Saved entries

>> START

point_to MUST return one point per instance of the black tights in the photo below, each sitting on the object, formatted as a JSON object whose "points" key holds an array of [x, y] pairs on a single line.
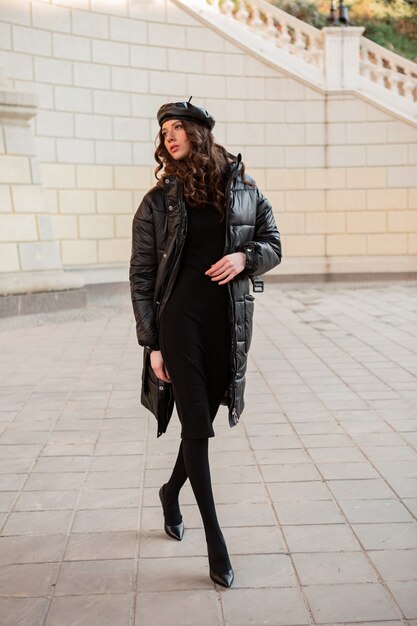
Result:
{"points": [[193, 462]]}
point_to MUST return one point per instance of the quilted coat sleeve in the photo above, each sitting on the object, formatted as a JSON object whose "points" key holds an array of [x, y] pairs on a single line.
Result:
{"points": [[142, 274], [264, 252]]}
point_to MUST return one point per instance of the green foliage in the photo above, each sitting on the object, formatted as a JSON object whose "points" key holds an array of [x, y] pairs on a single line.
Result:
{"points": [[390, 23]]}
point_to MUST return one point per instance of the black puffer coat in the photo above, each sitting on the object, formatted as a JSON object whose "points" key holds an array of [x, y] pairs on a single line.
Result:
{"points": [[159, 231]]}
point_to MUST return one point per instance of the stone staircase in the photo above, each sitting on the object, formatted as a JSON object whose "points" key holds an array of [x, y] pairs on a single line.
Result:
{"points": [[334, 59]]}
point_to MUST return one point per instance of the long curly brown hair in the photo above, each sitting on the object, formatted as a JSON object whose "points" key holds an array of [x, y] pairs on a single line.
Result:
{"points": [[203, 173]]}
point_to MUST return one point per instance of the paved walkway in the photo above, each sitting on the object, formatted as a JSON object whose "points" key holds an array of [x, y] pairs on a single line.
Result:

>> END

▶ [Goal]: Present every row above as a numbered list, omitting any blank lines. Leave the pictures out of the answer.

▶ [Task result]:
1. point_to MUST return one point per instance of the black tights in the photo below, each sitting on the object, formatted as a JSON object whose "points" key holds an array of [x, y] pairs on a single line.
2. Result:
3. {"points": [[193, 462]]}
4. point_to MUST return one point per instance of the quilted coat sleeve in the photo above, each sitting on the object, formatted as a JSON object whose "points" key holds an array of [x, y] pairs on a single line.
5. Result:
6. {"points": [[142, 274], [264, 252]]}
7. point_to MUST return one point per instance of the green foliage in the photo above, each sitting on the object, formatted as a JSON object whose "points" key holds an array of [x, y] pairs on a single line.
8. Result:
9. {"points": [[390, 23]]}
10. point_to MUST return one point per instance of the black puffer coat in the photo above, each sitting on the object, formatted as a JSON object whose "points" key holds an array of [x, y] pairs on a single line.
11. Result:
12. {"points": [[159, 231]]}
13. point_to MUST return one point per instance of the stone staircase in the photo above, each sitting on the object, formatted as a JSON object whose "points" key holds an array of [x, y] pairs on a single line.
14. Result:
15. {"points": [[334, 59]]}
16. point_to MUST return one point per instance of the long curly brown hair in the photo above, each sitting on the object, formatted as a JSON object whose "points" key holds an array of [x, y] pairs on a single line.
17. Result:
18. {"points": [[203, 173]]}
19. point_to MUST return one point per instance of the paved walkway in the photo above, each sitting on the object, formatted as a JSON object whose "points" key holds an array of [x, y] pairs on a single line.
20. Result:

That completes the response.